● **Exercise brief**:
Convert all of the material below into a Markdown table with two columns, Index and Text. Put each line's sequence number under Index and the line itself under Text, and omit blank lines.

----

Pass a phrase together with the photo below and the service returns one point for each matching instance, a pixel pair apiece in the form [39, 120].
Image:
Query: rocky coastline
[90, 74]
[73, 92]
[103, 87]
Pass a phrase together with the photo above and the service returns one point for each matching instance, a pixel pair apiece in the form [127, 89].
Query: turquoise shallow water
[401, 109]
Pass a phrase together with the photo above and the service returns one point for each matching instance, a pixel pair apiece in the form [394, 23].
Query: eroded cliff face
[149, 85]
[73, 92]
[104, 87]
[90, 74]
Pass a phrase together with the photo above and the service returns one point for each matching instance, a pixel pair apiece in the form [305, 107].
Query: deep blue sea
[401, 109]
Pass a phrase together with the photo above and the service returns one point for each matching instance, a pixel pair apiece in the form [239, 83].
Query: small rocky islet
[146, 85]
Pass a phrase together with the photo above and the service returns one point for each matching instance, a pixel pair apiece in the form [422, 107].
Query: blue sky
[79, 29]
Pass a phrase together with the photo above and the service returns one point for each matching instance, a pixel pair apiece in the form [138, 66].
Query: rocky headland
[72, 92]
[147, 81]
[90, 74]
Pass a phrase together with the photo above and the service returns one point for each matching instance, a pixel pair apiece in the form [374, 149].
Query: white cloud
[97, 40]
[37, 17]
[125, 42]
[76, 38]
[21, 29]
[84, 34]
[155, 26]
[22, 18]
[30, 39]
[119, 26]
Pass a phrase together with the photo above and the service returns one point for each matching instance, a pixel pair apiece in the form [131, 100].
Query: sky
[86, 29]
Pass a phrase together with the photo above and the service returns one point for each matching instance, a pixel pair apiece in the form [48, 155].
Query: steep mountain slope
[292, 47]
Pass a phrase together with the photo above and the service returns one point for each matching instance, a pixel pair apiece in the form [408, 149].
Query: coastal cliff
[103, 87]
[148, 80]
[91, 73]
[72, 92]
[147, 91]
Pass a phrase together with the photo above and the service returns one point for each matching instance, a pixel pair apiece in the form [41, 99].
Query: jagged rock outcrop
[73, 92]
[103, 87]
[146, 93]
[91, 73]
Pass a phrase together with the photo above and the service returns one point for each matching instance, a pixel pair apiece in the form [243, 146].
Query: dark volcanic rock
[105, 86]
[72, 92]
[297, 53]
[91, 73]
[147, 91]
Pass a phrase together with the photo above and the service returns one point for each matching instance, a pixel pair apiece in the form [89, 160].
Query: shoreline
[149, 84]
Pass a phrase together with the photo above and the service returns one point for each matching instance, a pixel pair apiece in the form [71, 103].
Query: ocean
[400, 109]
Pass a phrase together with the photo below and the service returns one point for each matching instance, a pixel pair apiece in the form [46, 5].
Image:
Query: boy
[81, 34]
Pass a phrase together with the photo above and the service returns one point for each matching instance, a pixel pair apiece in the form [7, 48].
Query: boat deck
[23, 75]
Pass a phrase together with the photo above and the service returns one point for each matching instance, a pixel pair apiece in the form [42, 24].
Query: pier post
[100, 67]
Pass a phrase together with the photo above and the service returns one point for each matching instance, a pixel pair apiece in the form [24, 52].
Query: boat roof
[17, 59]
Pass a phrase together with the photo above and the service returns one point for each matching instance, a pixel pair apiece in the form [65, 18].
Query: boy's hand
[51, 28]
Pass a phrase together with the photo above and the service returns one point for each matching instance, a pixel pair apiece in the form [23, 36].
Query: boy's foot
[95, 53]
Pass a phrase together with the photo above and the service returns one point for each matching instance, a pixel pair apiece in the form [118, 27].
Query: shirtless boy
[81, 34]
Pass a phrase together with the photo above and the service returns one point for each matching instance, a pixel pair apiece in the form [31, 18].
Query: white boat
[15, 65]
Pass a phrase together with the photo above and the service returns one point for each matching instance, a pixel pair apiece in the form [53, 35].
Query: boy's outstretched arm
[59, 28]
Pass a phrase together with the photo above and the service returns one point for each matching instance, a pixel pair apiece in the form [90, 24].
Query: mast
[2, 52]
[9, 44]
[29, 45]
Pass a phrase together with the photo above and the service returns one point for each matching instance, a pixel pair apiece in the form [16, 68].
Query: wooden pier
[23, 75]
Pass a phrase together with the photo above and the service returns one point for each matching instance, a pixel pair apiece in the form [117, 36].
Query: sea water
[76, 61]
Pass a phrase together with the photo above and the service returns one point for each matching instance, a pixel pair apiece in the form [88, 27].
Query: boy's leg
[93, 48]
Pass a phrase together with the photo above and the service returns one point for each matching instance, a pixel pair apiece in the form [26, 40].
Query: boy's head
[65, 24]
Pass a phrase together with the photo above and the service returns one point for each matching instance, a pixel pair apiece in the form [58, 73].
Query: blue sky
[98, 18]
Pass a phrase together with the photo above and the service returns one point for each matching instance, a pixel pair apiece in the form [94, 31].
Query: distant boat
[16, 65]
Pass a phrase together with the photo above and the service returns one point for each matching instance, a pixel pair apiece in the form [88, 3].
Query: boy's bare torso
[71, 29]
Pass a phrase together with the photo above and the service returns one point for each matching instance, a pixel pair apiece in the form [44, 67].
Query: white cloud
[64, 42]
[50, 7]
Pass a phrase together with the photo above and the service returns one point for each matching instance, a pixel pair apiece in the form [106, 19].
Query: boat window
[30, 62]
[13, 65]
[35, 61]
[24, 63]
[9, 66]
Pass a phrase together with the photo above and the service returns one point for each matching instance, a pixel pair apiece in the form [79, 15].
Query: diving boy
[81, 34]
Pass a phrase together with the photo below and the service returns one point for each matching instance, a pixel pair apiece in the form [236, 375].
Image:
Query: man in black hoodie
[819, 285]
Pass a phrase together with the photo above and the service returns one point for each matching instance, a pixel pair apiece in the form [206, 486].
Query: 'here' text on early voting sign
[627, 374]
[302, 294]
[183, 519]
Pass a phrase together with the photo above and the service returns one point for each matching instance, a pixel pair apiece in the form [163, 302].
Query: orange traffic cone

----

● **Answer for this exercise**:
| Index | Text |
|---|---|
| 1 | Pass a phrase together with the photo below and the service returns one point for each matching instance, a pixel pair apiece in the form [39, 120]. |
| 2 | Image: |
| 3 | Query: rocky coastline |
| 4 | [90, 74] |
| 5 | [73, 92] |
| 6 | [103, 87] |
| 7 | Pass a phrase together with the photo above and the service returns one point for each matching instance, a pixel pair apiece in the form [127, 89]. |
| 8 | Query: turquoise shallow water |
| 9 | [401, 109] |
| 10 | Pass a phrase together with the photo above and the service returns one point for each matching instance, a pixel pair apiece in the form [394, 23]. |
| 11 | Query: eroded cliff face |
| 12 | [149, 85] |
| 13 | [73, 92] |
| 14 | [104, 87] |
| 15 | [90, 74] |
| 16 | Pass a phrase together with the photo above and the service returns one point for each matching instance, a pixel pair apiece in the form [305, 107]. |
| 17 | Query: deep blue sea |
| 18 | [401, 109] |
| 19 | Pass a phrase together with the photo above and the service returns one point for each matching instance, a pixel pair apiece in the form [239, 83]. |
| 20 | Query: small rocky islet |
| 21 | [146, 85] |
| 22 | Pass a phrase together with the photo above and the service returns one point for each matching instance, a pixel pair apiece in the form [422, 107]. |
| 23 | Query: blue sky |
| 24 | [79, 29] |
| 25 | Pass a phrase together with the photo above and the service returns one point for each matching instance, a pixel pair apiece in the form [138, 66]. |
| 26 | Query: rocky headland |
| 27 | [72, 92] |
| 28 | [147, 81] |
| 29 | [90, 74] |
| 30 | Pass a phrase together with the photo above and the service returns one point for each matching instance, a pixel pair apiece in the form [374, 149]. |
| 31 | Query: white cloud |
| 32 | [97, 40] |
| 33 | [37, 17] |
| 34 | [125, 42] |
| 35 | [76, 38] |
| 36 | [21, 29] |
| 37 | [84, 34] |
| 38 | [155, 26] |
| 39 | [22, 18] |
| 40 | [30, 39] |
| 41 | [119, 26] |
| 42 | Pass a phrase together with the photo above and the service returns one point for each matching instance, a pixel pair apiece in the form [131, 100]. |
| 43 | Query: sky |
| 44 | [86, 29] |
| 45 | Pass a phrase together with the photo above and the service returns one point for each matching instance, a pixel pair apiece in the form [48, 155]. |
| 46 | Query: steep mountain slope |
| 47 | [292, 47] |
| 48 | Pass a phrase together with the photo above and the service returns one point for each matching instance, a pixel pair apiece in the form [408, 149]. |
| 49 | Query: coastal cliff |
| 50 | [103, 87] |
| 51 | [148, 80] |
| 52 | [91, 73] |
| 53 | [72, 92] |
| 54 | [147, 91] |
| 55 | Pass a phrase together with the photo above and the service returns one point for each matching instance, a pixel pair apiece in the form [41, 99]. |
| 56 | Query: jagged rock outcrop |
| 57 | [73, 92] |
| 58 | [103, 87] |
| 59 | [146, 93] |
| 60 | [91, 73] |
| 61 | Pass a phrase together with the photo above and the service returns one point for each matching instance, a pixel pair apiece in the form [243, 146]. |
| 62 | Query: dark volcanic rock |
| 63 | [105, 86] |
| 64 | [72, 92] |
| 65 | [297, 53] |
| 66 | [91, 73] |
| 67 | [147, 91] |
| 68 | Pass a phrase together with the photo above and the service returns one point for each matching instance, a pixel pair apiece in the form [89, 160]. |
| 69 | Query: shoreline |
| 70 | [149, 84] |
| 71 | Pass a phrase together with the photo above and the service returns one point for each matching instance, a pixel pair apiece in the form [71, 103]. |
| 72 | Query: ocean |
| 73 | [400, 109] |
| 74 | Pass a phrase together with the photo below and the service returns one point for each matching instance, a pixel pair apiece in the form [46, 5]. |
| 75 | Image: |
| 76 | Query: boy |
| 77 | [81, 34] |
| 78 | Pass a phrase together with the photo above and the service returns one point for each matching instance, a pixel pair apiece in the form [7, 48]. |
| 79 | Query: boat deck |
| 80 | [23, 75] |
| 81 | Pass a phrase together with the photo above and the service returns one point for each matching instance, a pixel pair apiece in the form [42, 24]. |
| 82 | Query: pier post |
| 83 | [100, 67] |
| 84 | Pass a phrase together with the photo above and the service returns one point for each matching instance, a pixel pair apiece in the form [24, 52]. |
| 85 | Query: boat roof |
| 86 | [17, 59] |
| 87 | Pass a phrase together with the photo above and the service returns one point for each matching instance, a pixel pair apiece in the form [65, 18]. |
| 88 | Query: boy's hand |
| 89 | [51, 28] |
| 90 | Pass a phrase together with the photo above and the service returns one point for each matching instance, a pixel pair apiece in the form [23, 36]. |
| 91 | Query: boy's foot |
| 92 | [95, 53] |
| 93 | Pass a phrase together with the photo above and the service returns one point for each matching instance, a pixel pair apiece in the form [118, 27]. |
| 94 | Query: shirtless boy |
| 95 | [81, 34] |
| 96 | Pass a phrase together with the photo above and the service returns one point for each matching instance, a pixel pair apiece in the form [31, 18]. |
| 97 | Query: white boat |
| 98 | [15, 65] |
| 99 | Pass a phrase together with the photo above and the service returns one point for each matching instance, a pixel pair apiece in the form [53, 35]. |
| 100 | Query: boy's outstretched arm |
| 101 | [59, 28] |
| 102 | Pass a phrase together with the photo above and the service returns one point for each matching instance, a pixel pair apiece in the form [90, 24]. |
| 103 | Query: mast |
| 104 | [2, 52] |
| 105 | [9, 44] |
| 106 | [29, 45] |
| 107 | Pass a phrase together with the photo above and the service returns one point for each matching instance, a pixel pair apiece in the form [16, 68]. |
| 108 | Query: wooden pier |
| 109 | [23, 75] |
| 110 | Pass a phrase together with the photo above and the service returns one point for each matching instance, a pixel pair apiece in the form [117, 36]. |
| 111 | Query: sea water |
| 112 | [76, 61] |
| 113 | Pass a phrase together with the photo above and the service returns one point for each matching instance, a pixel pair apiece in the form [88, 27]. |
| 114 | Query: boy's leg |
| 115 | [93, 48] |
| 116 | Pass a phrase together with the photo above and the service returns one point for each matching instance, a pixel pair apiece in the form [26, 40]. |
| 117 | Query: boy's head |
| 118 | [65, 24] |
| 119 | Pass a phrase together with the photo above and the service returns one point for each matching instance, a pixel pair apiece in the form [58, 73]. |
| 120 | Query: blue sky |
| 121 | [98, 18] |
| 122 | Pass a phrase together with the photo above and the service returns one point for each matching instance, a pixel pair apiece in the form [94, 31]. |
| 123 | Query: distant boat |
| 124 | [16, 65] |
| 125 | Pass a phrase together with the photo above and the service returns one point for each matching instance, a pixel pair apiece in the form [88, 3]. |
| 126 | Query: boy's bare torso |
| 127 | [71, 29] |
| 128 | Pass a phrase together with the photo above and the service returns one point for each matching instance, a pixel pair apiece in the form [44, 67]. |
| 129 | Query: white cloud |
| 130 | [64, 42] |
| 131 | [50, 7] |
| 132 | Pass a phrase together with the photo above and the service returns one point for each matching instance, a pixel pair apiece in the form [106, 19]. |
| 133 | Query: boat window |
| 134 | [30, 62] |
| 135 | [13, 65] |
| 136 | [35, 61] |
| 137 | [24, 63] |
| 138 | [9, 66] |
| 139 | Pass a phrase together with the photo above and the service returns one point for each matching instance, a pixel pair apiece in the form [79, 15]. |
| 140 | Query: diving boy |
| 141 | [81, 34] |
| 142 | Pass a phrase together with the photo below and the service returns one point for each matching instance, a pixel pair apiece in the form [236, 375]. |
| 143 | Image: |
| 144 | Query: man in black hoodie |
| 145 | [819, 285] |
| 146 | Pass a phrase together with the photo above and the service returns one point for each matching instance, a pixel pair apiece in the form [206, 486]. |
| 147 | Query: 'here' text on early voting sign |
| 148 | [627, 374] |
| 149 | [302, 294] |
| 150 | [183, 519] |
| 151 | Pass a phrase together with the photo above and the service returns one point for each matching instance, a pixel pair apiece in the form [163, 302]. |
| 152 | Query: orange traffic cone |